— 抜粋文 —

--

現代美術とCGアートの謎と疑問に答えるQ&A もくじ
電子美術館のQ&A

67 子どもに芸術はわかるのか

二十一世紀国際地方都市美術文化創造育成活性化研究会
2011/9/22

――難解な現代美術を、子どもが見てわかるものですか?

大人と子どもで、受け取るものはだいたい同じだと考えられます。

――子どもは、子どもの視点で見ている気がしますが?

受け取る「もの」に、大人と子どもで特に違いはありません。信州そばを食べて、大人も子どももほぼ同じ味を感じるのと似ています。前に言った「五感の段階ですでに違う」というばらつきは別にして、「大人はこう感じ、子どもはこう感じ、2つは水と油だ」というような差はないでしょう。

――確かにごはんの味は、子どもの頃と同じですね?

--

— 設問 1 —
抜粋文のうち、「大人と子どもで、受け取るものはだいたい同じだと考えられます。」を含む語句で始まり「いうような差はないでしょう。」で終わる部分を、一字一句違えずに書き写してください。
抜粋文と各行は、それぞれ別の出典から採られたものです。

--

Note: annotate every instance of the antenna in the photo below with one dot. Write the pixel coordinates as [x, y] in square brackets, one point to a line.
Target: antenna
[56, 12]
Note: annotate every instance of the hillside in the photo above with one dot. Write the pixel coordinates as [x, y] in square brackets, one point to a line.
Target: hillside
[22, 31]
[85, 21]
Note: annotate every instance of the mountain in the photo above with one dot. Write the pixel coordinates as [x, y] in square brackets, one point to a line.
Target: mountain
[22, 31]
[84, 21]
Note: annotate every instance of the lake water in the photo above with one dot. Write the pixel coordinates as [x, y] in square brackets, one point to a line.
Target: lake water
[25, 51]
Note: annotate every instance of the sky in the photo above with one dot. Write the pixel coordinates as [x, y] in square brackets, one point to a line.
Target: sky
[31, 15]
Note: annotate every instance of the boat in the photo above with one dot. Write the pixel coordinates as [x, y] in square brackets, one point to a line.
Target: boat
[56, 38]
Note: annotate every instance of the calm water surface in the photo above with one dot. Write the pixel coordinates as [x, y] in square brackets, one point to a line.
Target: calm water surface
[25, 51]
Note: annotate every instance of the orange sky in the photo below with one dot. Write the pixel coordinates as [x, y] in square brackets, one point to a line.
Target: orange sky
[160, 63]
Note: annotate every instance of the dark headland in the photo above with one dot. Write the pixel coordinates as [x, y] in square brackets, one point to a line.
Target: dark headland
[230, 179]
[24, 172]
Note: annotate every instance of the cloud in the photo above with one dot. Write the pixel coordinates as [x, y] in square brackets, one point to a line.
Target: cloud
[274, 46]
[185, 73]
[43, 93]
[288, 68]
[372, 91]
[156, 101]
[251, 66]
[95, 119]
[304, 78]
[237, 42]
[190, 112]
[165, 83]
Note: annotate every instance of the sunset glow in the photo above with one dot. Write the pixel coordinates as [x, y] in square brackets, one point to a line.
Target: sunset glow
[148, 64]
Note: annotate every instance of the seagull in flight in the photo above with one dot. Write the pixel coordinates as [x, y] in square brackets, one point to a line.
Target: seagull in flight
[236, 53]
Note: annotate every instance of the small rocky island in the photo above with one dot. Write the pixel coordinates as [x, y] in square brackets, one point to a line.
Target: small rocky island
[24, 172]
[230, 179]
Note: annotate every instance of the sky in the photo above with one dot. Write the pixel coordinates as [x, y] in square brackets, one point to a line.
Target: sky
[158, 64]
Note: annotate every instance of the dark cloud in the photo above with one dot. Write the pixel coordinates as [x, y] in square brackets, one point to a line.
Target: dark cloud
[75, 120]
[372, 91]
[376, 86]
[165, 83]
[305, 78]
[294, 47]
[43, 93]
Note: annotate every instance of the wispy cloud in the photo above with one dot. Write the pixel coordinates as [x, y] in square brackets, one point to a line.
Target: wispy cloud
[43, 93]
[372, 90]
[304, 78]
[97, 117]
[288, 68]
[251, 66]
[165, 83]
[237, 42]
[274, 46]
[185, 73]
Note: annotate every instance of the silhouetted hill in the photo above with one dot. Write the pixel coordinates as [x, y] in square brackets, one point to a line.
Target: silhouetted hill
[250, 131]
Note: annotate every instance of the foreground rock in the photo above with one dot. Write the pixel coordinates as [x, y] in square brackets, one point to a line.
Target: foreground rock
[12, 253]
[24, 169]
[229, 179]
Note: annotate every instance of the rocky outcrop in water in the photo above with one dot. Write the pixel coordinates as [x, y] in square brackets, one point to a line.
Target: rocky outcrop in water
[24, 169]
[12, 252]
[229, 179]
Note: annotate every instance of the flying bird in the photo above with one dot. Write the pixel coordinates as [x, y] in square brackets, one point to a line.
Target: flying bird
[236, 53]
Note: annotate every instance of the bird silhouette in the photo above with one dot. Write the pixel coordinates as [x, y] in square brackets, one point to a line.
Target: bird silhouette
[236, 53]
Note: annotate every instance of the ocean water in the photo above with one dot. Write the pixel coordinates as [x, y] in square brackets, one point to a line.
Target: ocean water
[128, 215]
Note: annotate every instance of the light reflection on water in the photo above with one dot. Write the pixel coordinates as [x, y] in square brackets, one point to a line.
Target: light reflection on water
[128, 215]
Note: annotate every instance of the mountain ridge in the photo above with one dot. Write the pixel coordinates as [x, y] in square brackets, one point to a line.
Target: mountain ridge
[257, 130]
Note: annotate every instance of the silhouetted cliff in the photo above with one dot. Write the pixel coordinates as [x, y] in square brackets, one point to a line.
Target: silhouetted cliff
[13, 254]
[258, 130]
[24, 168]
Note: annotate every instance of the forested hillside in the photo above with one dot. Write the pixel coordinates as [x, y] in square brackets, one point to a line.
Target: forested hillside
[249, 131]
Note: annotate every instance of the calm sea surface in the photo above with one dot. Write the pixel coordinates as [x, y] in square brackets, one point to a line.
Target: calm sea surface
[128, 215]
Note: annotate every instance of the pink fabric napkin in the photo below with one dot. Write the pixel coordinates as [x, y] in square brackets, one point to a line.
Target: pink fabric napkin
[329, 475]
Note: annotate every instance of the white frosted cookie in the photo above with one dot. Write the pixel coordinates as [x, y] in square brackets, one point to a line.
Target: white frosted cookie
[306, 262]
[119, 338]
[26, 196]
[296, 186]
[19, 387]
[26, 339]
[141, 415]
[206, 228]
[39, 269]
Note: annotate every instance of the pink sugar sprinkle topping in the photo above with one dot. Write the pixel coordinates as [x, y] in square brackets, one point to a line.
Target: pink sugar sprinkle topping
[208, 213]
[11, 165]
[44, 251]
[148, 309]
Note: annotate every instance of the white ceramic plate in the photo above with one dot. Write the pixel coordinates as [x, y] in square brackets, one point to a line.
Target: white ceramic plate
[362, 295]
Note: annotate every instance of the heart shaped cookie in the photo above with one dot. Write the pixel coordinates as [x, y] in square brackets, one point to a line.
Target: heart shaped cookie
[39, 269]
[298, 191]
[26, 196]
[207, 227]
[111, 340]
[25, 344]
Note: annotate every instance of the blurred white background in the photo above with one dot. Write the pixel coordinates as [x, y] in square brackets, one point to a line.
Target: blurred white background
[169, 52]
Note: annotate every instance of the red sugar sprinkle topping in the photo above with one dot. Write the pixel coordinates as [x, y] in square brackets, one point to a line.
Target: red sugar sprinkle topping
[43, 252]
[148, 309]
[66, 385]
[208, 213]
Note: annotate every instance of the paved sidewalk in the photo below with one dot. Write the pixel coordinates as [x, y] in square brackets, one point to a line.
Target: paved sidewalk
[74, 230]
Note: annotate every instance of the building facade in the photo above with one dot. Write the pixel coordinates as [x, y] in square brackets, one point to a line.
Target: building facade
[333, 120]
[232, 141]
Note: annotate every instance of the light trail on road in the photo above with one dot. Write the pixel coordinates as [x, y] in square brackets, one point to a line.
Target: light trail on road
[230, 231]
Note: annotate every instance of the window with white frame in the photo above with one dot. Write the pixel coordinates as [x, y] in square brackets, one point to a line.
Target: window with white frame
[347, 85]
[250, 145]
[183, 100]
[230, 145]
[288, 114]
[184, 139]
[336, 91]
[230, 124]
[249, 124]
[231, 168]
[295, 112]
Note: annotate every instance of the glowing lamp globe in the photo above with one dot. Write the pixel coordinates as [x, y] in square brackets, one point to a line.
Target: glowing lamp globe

--

— 設問 2 —
文字列「heart」を含む行をすべて抜き出し、そのままの形で書き写してください。

— 解答 1 —
大人と子どもで、受け取るものはだいたい同じだと考えられます。

――子どもは、子どもの視点で見ている気がしますが?

受け取る「もの」に、大人と子どもで特に違いはありません。信州そばを食べて、大人も子どももほぼ同じ味を感じるのと似ています。前に言った「五感の段階ですでに違う」というばらつきは別にして、「大人はこう感じ、子どもはこう感じ、2つは水と油だ」というような差はないでしょう。

— 解答 2 —
Note: annotate every instance of the heart shaped cookie in the photo above with one dot. Write the pixel coordinates as [x, y] in square brackets, one point to a line.
Target: heart shaped cookie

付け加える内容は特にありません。